- **SOURCE EXTRACT**
════════════════════

Three starters¬†return in 2018 (Brian Orakpo, Derrick Morgan, Wesley Woodyard). Jayon Brown (second year) and free agent acquisition Will Compton will battle it out in camp for the other middle linebacker spot vacated by Avery Williamson. While Woodyard led the team in tackles last year, and Orakpo and Morgan remain the team’s best edge rushers, they are all approaching the “long in the tooth” stage of their careers. The Titans desperately need some young and talented edge rushers to integrate into the rotation with the ability to step right in when Rak and Morgan eventually lose a step.

7. Offensive Line

The unit that regressed in 2017 enters this year’s draft with more questions than answers. How long will All Pro right tackle Jack Conklin be out after tearing his ACL in last year’s divisional round playoff game? Has center Ben Jones reached his ceiling? Will Quinton Spain, who was re-signed this offseason, bounce back from a sub par 2017 campaign? While last season could have been an anomaly, it would be wise to address this unit by providing some young depth and competition in this year’s draft.

════════════════════

- **GIVEN PROBLEM 1**
Name every player mentioned in the "7. Offensive Line" section of the Titans draft-needs text.
- **GIVEN PROBLEM 2**
Continue the Titans draft-needs text from its last sentence.
You can ignore the listing.

════════════════════

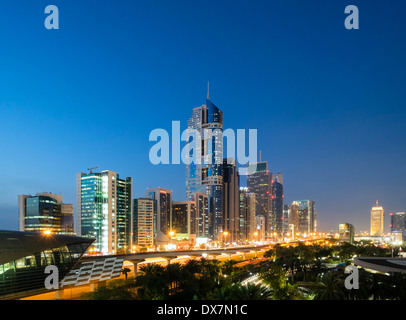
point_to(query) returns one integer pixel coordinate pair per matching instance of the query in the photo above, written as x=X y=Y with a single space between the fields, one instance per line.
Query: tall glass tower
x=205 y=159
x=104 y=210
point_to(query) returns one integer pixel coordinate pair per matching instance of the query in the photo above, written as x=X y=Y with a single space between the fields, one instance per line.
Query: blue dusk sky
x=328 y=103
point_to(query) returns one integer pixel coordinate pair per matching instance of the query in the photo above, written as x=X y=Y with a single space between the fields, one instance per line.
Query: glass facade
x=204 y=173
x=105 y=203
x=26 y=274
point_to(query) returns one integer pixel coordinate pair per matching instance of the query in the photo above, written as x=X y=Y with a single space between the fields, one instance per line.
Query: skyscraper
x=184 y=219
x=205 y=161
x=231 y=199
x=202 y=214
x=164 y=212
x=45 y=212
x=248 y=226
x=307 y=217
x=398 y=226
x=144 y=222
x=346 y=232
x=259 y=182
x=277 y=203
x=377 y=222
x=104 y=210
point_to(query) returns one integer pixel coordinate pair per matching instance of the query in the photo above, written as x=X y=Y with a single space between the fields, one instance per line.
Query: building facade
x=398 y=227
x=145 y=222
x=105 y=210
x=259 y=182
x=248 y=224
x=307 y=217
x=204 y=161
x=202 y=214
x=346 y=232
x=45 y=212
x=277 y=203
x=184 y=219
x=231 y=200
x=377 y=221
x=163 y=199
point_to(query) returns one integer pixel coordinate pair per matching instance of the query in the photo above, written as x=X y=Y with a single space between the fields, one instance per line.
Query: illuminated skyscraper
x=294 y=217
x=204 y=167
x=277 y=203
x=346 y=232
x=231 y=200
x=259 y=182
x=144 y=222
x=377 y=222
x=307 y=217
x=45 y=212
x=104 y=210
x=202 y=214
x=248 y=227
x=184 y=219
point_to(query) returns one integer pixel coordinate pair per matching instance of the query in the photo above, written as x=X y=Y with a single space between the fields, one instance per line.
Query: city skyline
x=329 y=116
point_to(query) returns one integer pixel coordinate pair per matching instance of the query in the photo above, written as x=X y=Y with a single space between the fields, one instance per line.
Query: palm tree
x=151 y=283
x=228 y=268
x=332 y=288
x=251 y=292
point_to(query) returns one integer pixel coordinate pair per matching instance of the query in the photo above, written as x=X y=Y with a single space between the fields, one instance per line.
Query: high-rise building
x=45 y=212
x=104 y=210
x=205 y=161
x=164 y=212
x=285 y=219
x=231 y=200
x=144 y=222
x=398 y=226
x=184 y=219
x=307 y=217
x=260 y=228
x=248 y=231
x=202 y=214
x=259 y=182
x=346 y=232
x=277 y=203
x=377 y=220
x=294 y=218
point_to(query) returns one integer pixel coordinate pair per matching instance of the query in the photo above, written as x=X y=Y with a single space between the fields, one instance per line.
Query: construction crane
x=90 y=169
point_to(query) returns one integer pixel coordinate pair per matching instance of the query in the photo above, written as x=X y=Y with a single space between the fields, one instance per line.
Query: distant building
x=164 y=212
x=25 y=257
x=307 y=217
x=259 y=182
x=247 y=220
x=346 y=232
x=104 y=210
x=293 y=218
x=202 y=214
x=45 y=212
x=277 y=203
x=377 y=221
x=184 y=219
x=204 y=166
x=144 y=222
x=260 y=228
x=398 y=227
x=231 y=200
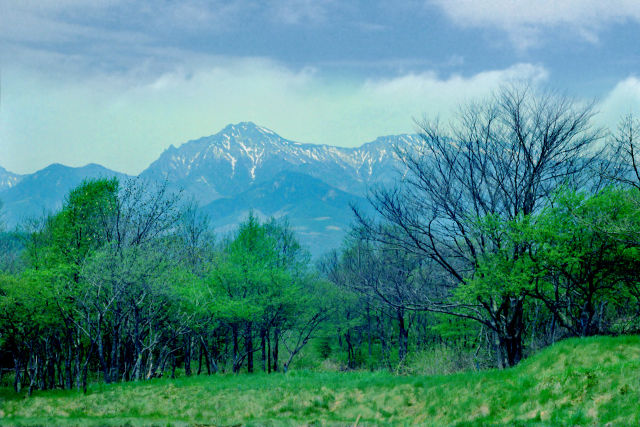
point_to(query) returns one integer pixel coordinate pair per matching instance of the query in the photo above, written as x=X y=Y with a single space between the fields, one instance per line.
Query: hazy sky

════════════════════

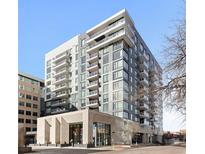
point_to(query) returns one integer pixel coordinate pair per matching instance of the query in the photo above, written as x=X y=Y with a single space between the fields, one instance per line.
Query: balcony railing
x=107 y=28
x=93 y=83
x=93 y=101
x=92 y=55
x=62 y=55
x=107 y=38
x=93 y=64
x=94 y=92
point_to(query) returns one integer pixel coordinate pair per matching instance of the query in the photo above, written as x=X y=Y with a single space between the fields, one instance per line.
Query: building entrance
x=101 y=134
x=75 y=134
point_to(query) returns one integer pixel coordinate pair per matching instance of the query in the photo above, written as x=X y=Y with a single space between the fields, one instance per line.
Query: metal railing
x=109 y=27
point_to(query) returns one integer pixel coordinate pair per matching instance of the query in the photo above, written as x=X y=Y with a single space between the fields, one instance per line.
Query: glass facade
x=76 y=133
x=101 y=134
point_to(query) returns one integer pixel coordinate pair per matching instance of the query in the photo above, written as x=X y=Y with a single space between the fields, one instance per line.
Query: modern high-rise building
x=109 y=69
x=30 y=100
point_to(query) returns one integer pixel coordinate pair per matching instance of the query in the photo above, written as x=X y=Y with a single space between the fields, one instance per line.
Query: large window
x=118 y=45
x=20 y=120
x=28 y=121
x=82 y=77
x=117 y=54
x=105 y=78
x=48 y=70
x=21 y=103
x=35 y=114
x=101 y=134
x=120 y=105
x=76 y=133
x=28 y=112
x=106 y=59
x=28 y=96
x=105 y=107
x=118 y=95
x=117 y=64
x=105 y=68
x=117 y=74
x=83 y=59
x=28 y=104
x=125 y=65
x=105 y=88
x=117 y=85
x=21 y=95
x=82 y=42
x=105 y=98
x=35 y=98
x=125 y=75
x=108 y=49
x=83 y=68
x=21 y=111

════════════════════

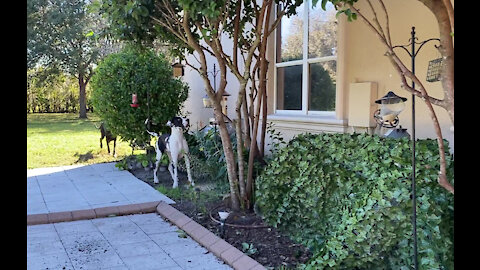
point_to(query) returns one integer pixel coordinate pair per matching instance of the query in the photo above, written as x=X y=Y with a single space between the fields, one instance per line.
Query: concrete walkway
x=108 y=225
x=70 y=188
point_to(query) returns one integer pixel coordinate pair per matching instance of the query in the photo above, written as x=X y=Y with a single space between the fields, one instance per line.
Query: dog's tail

════════════════════

- **TASK OUTPUT 1**
Jack Conklin, Ben Jones, Quinton Spain

- **TASK OUTPUT 2**
8. Wide Receiver

With all of the resources dedicated to this position the last few years, the wide receivers still enter this year’s draft with the most questions. Last year’s rookie picks, Cory Davis (5th overall) and Taywan Taylor (3rd round) saw little action…albeit not of their own choice. Davis’ rookie season was sabotaged by a multitude of injuries that kept him from any sort of offseason training or conditioning. It clearly affected him when he returned. Taylor, on the other hand, could argue that last year’s coaching staff sabotaged his rookie campaign. After a stellar preseason, Taylor’s number was rarely called when the games counted. Rishard Matthews returns and is reliable, but in order for this group to emerge he cannot be the number one option. Until that happens, the Titans would be wise to continue to swing for the fence until it does, even if it’s not addressed in the early rounds this year.

Let the debate begin…..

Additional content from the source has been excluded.